| Task goal |
According to the text about Abell 2744-QSO1 below, how many images of QSO1 does the gravity of Pandora's Cluster produce?

| Document section |

*** Begin section ***

Pandora's Cluster, composite image by the James Webb Space Telescope, NIRCam

Abell 2744-QSO1 (abbreviated as QSO1) is a 50-million-solar-mass supermassive black hole (technically an active galactic nucleus) traveling through space almost by itself, located approximately 13 billion years ago in the epoch of re-ionisation behind the galaxy cluster Abell 2744. It is surrounded by a very small galaxy, with very tight upper limits on its stellar mass; the matter surrounding it comprises mostly hydrogen and helium, with very few of the heavier elements which are created by stars, etc. For this reason it is likely that the black hole formed before the galaxy, rather than the other way round, contradicting the traditional idea that black holes formed from the merging of stars in already-formed galaxies. It has been called a "naked" black hole: cosmologist Robert Maolino has described it as "really challenging for the theories."

First observed by the James Webb Space Telescope (under the aegis of the UNCOVER programme) in 2023, QSO1 is in the class of little red dots, a class of small red cosmological objects discovered by the JWST over its first few years whose general nature is actively debated. Located behind Pandora's Cluster in the constellation Sculptor, QSO1 is triply imaged by the cluster's gravity. It was potentially the most distant black hole upon discovery, possibly exceeding QSO J0313−1806, before the discovery of UHZ1. It is the first of the little red dots to have its mass directly measured (through observations of the vortex surrounding it), confirming the effectiveness of indirect mass measurements based on the whole object's spectrum for other little red dots.

QSO1 is one of the first supermassive black holes directly confirmed not to follow the textbook origin story for black holes (slow formation in a galaxy). Hypotheses for its formation include it being a primordial black hole, formed from density irregularities after the Big Bang; a "not-quite-primordial" black hole formed from a dense spot after the Big Bang that collapsed several hundred thousand years later; or having formed very quickly in a galaxy after all through a special formation method, followed by the rest of the galaxy quickly disappearing.

Although quasars of this type were predicted in theory by Stephen Hawking, it presents a both a challenge to and an opportunity for cosmology, and has been bruited as the "missing link" between black hole seeds and the first luminous quasars. Some scientists hypothesize it may have grown from primordial black hole seeds formed in the first fraction of a second after the Big Bang, or created as a direct collapse black hole.

*** End section ***

| Provided material |
*** Begin section ***

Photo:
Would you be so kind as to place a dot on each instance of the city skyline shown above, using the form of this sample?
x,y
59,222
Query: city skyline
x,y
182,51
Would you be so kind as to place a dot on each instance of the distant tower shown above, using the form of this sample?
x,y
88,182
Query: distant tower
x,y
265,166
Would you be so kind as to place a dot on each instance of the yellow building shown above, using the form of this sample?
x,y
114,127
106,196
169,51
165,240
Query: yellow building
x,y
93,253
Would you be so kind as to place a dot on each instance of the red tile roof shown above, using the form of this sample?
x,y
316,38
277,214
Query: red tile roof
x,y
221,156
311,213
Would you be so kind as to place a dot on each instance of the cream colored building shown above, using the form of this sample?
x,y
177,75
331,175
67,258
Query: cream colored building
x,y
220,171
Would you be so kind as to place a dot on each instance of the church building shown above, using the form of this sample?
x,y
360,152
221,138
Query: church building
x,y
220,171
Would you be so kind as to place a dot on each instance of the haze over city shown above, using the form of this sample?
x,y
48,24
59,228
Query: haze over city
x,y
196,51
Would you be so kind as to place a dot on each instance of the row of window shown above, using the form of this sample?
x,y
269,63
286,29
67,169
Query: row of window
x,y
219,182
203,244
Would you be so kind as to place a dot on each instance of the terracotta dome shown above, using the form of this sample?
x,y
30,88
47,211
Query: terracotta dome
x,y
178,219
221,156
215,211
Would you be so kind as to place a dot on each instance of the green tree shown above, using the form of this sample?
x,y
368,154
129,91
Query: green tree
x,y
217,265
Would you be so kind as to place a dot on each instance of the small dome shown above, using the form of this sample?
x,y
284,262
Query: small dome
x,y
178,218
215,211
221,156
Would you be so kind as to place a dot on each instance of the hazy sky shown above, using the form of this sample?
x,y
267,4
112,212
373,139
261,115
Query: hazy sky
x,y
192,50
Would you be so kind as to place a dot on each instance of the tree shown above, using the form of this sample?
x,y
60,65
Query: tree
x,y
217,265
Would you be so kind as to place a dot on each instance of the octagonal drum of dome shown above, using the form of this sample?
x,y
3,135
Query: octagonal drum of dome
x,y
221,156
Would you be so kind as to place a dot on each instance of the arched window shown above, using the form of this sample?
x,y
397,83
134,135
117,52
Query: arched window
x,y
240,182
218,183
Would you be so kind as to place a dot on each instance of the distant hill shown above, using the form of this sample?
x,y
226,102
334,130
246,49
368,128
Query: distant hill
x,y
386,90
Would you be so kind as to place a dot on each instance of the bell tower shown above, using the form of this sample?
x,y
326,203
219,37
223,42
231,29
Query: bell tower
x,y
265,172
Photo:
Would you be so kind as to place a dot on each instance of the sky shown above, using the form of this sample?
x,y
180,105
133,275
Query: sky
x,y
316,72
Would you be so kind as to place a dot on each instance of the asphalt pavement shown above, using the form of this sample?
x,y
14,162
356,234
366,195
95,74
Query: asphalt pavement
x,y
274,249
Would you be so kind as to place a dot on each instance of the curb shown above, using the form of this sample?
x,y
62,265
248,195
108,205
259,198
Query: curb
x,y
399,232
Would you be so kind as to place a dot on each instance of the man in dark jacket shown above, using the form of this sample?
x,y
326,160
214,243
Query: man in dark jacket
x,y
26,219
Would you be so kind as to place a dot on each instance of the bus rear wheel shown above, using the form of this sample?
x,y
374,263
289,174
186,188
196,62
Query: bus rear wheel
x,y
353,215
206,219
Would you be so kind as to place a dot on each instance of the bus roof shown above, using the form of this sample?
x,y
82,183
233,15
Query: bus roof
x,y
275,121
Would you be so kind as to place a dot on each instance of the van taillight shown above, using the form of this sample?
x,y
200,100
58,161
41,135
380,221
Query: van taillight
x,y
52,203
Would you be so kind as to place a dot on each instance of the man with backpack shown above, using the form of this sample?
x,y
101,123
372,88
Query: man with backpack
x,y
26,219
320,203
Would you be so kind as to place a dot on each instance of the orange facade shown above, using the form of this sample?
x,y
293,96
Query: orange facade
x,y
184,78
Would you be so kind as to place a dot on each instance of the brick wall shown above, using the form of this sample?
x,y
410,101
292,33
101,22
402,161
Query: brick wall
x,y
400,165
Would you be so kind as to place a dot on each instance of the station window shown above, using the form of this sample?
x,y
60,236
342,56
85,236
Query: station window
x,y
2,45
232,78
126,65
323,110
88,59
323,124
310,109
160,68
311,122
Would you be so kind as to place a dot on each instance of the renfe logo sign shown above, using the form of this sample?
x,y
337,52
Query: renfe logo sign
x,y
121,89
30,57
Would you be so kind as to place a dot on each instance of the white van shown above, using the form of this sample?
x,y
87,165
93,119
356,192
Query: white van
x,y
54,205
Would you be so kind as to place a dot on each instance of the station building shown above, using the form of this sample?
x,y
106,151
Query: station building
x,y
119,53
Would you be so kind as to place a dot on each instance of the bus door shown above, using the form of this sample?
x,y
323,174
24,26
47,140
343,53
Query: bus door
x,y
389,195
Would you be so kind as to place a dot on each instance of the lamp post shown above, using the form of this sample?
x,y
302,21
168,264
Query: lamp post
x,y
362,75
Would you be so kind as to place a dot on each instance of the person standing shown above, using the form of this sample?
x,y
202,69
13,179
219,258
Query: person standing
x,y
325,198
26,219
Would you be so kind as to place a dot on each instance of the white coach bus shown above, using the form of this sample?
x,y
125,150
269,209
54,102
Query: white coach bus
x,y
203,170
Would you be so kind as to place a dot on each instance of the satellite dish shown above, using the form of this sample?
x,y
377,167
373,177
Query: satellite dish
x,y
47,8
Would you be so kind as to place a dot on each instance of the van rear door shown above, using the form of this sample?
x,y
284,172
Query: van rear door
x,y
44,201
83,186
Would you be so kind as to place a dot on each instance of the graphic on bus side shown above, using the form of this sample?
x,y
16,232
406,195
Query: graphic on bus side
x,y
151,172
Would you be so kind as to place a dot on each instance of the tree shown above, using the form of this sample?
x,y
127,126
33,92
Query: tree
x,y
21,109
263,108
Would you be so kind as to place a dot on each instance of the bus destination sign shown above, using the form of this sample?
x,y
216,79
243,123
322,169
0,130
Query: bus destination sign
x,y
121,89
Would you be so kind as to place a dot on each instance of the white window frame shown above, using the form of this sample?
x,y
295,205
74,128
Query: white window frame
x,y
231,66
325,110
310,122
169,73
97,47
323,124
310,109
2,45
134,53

*** End section ***

| Answer to the problem |
Three; QSO1 is triply imaged by the cluster's gravity.